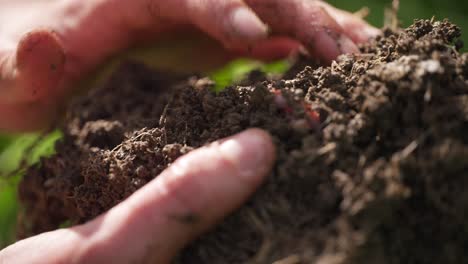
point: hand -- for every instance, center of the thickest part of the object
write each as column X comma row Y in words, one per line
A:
column 160, row 218
column 48, row 45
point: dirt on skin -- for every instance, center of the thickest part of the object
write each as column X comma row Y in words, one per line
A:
column 372, row 155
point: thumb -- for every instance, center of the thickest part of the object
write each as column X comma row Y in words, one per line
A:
column 151, row 226
column 231, row 22
column 33, row 70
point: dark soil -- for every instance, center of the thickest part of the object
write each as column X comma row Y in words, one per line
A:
column 372, row 154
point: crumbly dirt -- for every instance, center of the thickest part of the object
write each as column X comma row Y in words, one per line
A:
column 372, row 154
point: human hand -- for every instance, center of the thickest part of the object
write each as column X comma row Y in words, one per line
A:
column 158, row 220
column 46, row 46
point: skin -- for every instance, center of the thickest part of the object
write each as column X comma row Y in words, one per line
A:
column 46, row 46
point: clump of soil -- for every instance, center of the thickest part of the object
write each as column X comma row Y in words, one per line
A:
column 372, row 154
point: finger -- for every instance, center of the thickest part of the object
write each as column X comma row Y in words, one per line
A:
column 32, row 71
column 308, row 22
column 158, row 220
column 232, row 22
column 355, row 27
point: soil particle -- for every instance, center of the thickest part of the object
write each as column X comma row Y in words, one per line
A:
column 372, row 154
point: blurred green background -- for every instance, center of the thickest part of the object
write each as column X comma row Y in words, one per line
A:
column 12, row 147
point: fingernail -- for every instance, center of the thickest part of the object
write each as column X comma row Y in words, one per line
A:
column 251, row 151
column 246, row 25
column 346, row 45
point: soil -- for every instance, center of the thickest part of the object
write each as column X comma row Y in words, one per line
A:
column 372, row 154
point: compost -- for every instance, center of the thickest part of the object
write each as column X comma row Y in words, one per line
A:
column 372, row 154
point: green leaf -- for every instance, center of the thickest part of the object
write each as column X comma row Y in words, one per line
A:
column 238, row 69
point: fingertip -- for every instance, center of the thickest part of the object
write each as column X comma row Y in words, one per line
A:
column 252, row 152
column 40, row 62
column 244, row 25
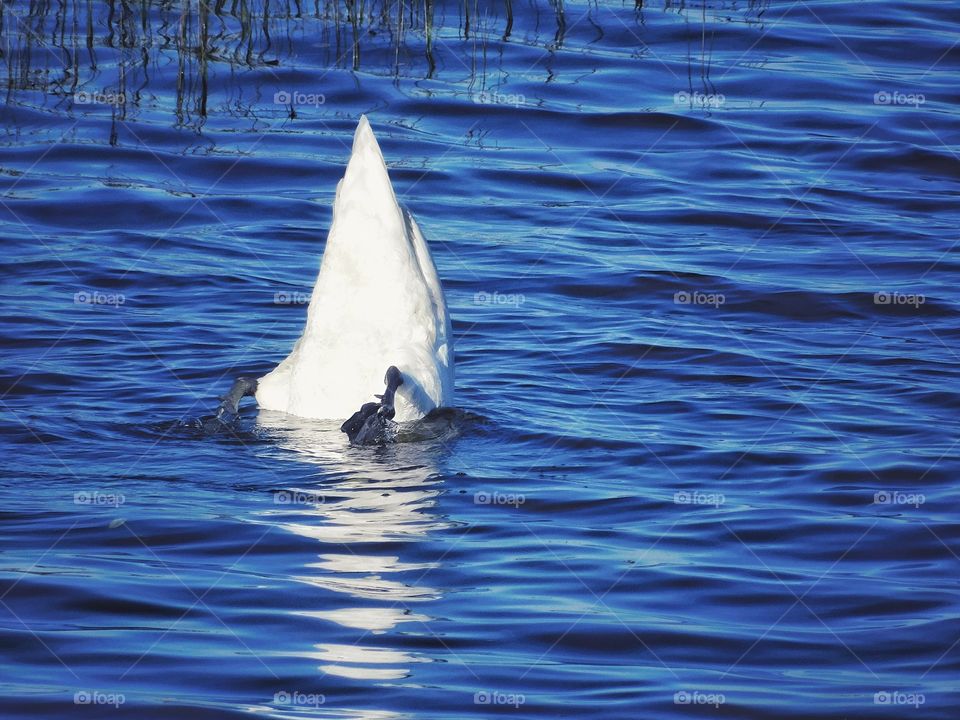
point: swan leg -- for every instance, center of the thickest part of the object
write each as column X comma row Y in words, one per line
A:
column 229, row 408
column 373, row 422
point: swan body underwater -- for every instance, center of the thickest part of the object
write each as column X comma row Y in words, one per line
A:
column 377, row 317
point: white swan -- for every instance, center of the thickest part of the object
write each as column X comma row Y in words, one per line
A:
column 377, row 302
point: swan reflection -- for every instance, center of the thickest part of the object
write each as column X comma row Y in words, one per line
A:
column 369, row 498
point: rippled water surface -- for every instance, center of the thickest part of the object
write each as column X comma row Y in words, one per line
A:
column 701, row 260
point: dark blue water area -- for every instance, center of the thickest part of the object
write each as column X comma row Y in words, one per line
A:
column 702, row 263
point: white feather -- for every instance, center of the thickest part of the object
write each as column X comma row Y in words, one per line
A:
column 377, row 302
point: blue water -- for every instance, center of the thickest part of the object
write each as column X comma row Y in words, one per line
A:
column 702, row 265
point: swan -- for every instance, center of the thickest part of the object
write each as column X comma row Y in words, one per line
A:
column 377, row 316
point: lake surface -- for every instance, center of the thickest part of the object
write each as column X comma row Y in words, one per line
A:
column 702, row 265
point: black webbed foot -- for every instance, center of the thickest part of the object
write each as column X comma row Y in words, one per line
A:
column 373, row 423
column 228, row 411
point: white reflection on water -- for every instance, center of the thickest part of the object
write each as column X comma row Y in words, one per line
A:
column 370, row 496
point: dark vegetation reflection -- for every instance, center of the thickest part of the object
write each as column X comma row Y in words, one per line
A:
column 67, row 56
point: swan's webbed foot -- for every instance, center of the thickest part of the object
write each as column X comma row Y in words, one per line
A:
column 228, row 411
column 373, row 423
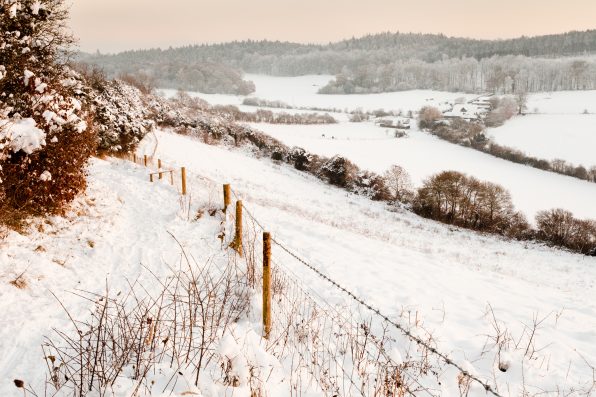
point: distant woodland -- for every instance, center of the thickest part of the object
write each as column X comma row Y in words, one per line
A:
column 374, row 63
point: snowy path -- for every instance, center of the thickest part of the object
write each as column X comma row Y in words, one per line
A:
column 399, row 262
column 119, row 226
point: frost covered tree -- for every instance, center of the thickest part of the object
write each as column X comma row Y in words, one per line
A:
column 398, row 183
column 47, row 136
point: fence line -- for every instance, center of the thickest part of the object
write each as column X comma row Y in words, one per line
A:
column 147, row 160
column 374, row 310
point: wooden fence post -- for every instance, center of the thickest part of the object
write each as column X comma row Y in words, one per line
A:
column 227, row 195
column 266, row 284
column 237, row 243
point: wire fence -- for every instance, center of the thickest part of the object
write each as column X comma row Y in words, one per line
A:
column 349, row 348
column 396, row 364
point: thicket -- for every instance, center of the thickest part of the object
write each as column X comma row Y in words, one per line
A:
column 375, row 63
column 47, row 132
column 449, row 197
column 471, row 134
column 268, row 116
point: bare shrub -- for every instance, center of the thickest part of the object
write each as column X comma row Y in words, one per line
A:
column 454, row 198
column 399, row 184
column 559, row 227
column 339, row 171
column 129, row 335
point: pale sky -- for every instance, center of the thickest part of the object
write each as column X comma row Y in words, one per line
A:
column 116, row 25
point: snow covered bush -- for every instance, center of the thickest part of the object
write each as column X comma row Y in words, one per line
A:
column 300, row 158
column 559, row 227
column 371, row 185
column 122, row 115
column 399, row 184
column 455, row 198
column 339, row 171
column 47, row 135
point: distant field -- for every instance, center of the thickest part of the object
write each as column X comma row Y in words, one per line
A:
column 302, row 92
column 571, row 137
column 555, row 135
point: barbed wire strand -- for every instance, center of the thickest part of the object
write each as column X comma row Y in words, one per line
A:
column 375, row 310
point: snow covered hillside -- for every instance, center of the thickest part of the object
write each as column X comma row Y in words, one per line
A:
column 302, row 92
column 560, row 125
column 404, row 264
column 422, row 155
column 463, row 289
column 374, row 148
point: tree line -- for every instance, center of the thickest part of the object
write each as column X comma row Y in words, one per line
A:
column 374, row 63
column 498, row 74
column 472, row 134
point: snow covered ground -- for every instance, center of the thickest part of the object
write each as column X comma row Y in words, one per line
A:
column 302, row 92
column 118, row 234
column 422, row 155
column 560, row 125
column 447, row 278
column 400, row 262
column 570, row 137
column 562, row 102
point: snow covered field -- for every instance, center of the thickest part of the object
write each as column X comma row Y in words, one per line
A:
column 448, row 279
column 422, row 155
column 570, row 137
column 302, row 92
column 398, row 261
column 560, row 125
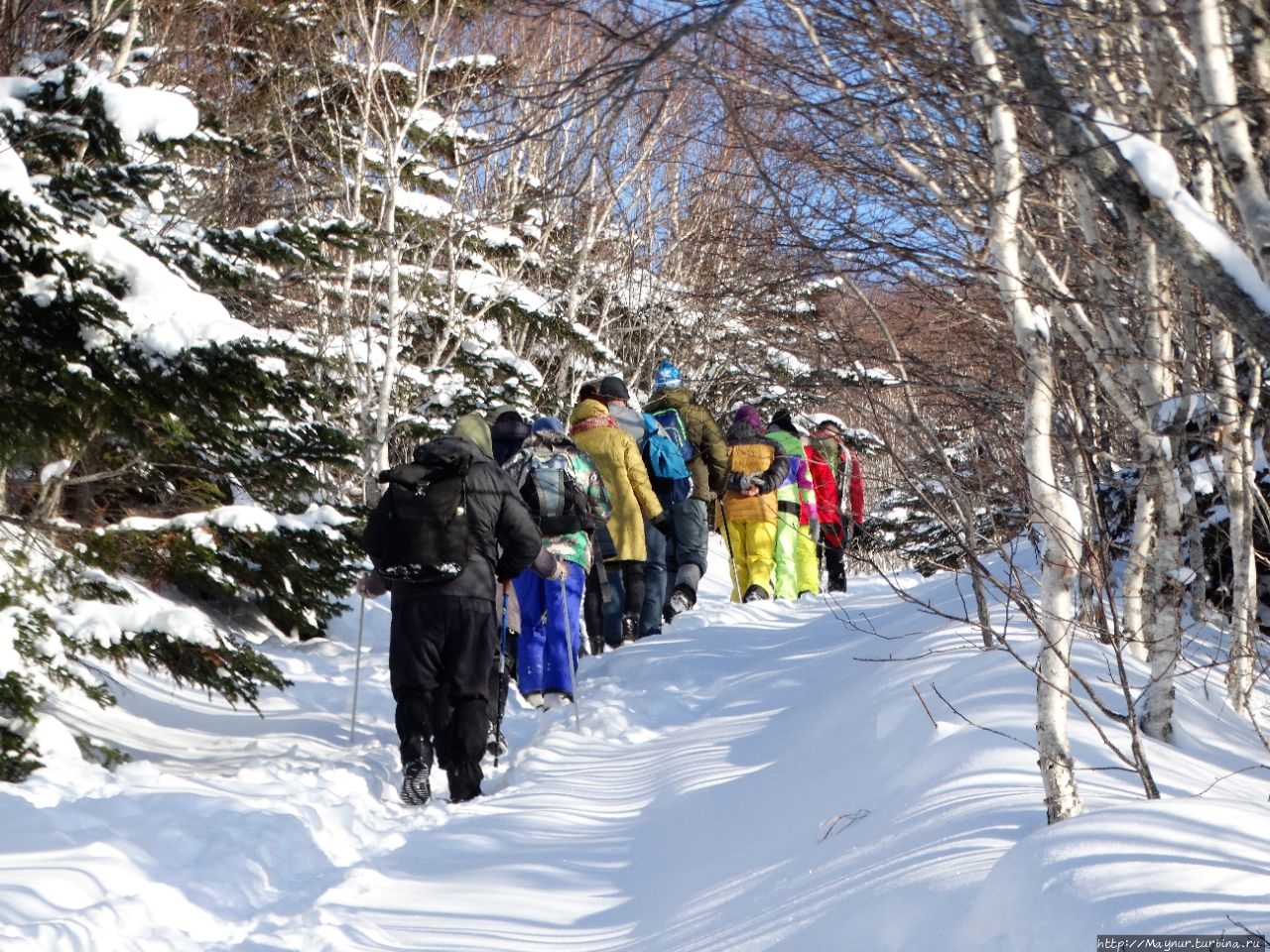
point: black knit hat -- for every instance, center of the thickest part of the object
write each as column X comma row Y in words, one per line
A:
column 613, row 389
column 783, row 420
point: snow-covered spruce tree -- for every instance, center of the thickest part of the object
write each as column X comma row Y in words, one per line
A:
column 153, row 435
column 417, row 316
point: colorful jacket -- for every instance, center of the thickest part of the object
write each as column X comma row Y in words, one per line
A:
column 753, row 458
column 572, row 546
column 621, row 466
column 708, row 467
column 797, row 495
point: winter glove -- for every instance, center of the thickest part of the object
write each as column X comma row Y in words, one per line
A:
column 545, row 563
column 860, row 539
column 371, row 585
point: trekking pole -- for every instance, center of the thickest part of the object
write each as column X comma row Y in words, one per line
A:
column 502, row 670
column 572, row 655
column 357, row 670
column 731, row 557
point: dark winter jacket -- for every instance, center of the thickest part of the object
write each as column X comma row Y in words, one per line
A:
column 572, row 546
column 708, row 467
column 504, row 539
column 508, row 435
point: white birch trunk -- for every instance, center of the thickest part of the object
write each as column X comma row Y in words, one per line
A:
column 1229, row 126
column 1237, row 476
column 1056, row 512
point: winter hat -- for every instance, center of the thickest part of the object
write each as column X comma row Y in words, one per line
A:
column 667, row 376
column 783, row 420
column 829, row 425
column 613, row 389
column 506, row 411
column 585, row 411
column 474, row 429
column 550, row 424
column 748, row 414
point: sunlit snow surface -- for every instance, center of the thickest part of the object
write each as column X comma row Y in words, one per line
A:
column 758, row 777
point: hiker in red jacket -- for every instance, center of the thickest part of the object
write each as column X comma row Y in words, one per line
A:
column 839, row 495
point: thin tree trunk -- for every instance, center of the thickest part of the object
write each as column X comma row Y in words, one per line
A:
column 1056, row 512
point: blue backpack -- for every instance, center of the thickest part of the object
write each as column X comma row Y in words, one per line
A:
column 672, row 422
column 667, row 470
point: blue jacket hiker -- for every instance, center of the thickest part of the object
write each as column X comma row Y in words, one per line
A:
column 564, row 492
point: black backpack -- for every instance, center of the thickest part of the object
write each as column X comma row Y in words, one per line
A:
column 420, row 531
column 550, row 490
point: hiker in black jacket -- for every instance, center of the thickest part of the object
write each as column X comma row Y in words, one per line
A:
column 444, row 634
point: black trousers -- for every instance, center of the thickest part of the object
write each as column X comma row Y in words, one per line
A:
column 440, row 655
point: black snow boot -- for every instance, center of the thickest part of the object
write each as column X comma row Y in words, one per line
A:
column 416, row 788
column 681, row 601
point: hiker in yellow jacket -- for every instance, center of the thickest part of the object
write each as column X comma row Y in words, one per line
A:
column 748, row 506
column 617, row 457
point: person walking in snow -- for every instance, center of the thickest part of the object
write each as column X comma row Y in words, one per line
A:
column 550, row 638
column 689, row 544
column 611, row 391
column 621, row 466
column 756, row 467
column 444, row 633
column 839, row 497
column 797, row 570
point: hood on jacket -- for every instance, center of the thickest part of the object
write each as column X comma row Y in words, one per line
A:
column 548, row 422
column 444, row 449
column 587, row 411
column 749, row 416
column 781, row 420
column 475, row 430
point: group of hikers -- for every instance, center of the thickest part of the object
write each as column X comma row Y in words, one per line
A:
column 507, row 538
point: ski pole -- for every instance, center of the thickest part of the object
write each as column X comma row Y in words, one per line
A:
column 357, row 670
column 502, row 670
column 731, row 556
column 572, row 655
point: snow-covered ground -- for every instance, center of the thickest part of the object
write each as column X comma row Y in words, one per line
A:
column 758, row 777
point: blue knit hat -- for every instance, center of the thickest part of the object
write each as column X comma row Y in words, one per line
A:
column 666, row 376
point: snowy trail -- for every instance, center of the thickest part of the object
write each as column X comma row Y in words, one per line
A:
column 754, row 778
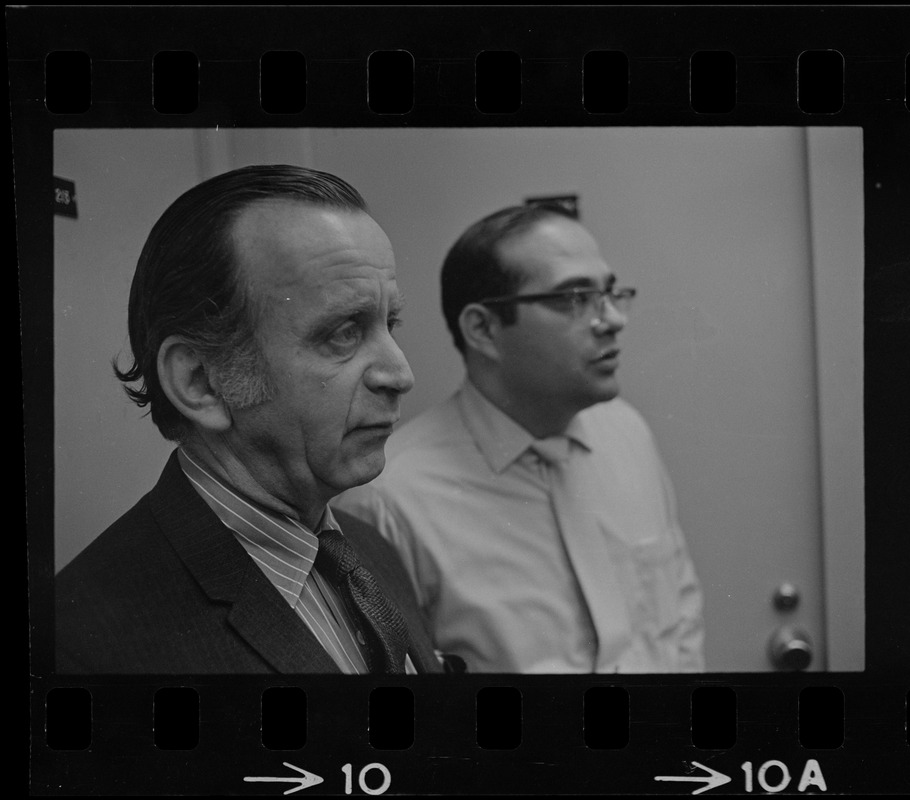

########################################

- Work instructions: Copy each line of the items above that contains the word "dirt", and count a line only when the word's capitalization matches.

- Result of this task:
point: dirt on skin -- for every instance, center of the thickest part of the object
point: crumbly dirt -- for every instance, center of the thickest part of the object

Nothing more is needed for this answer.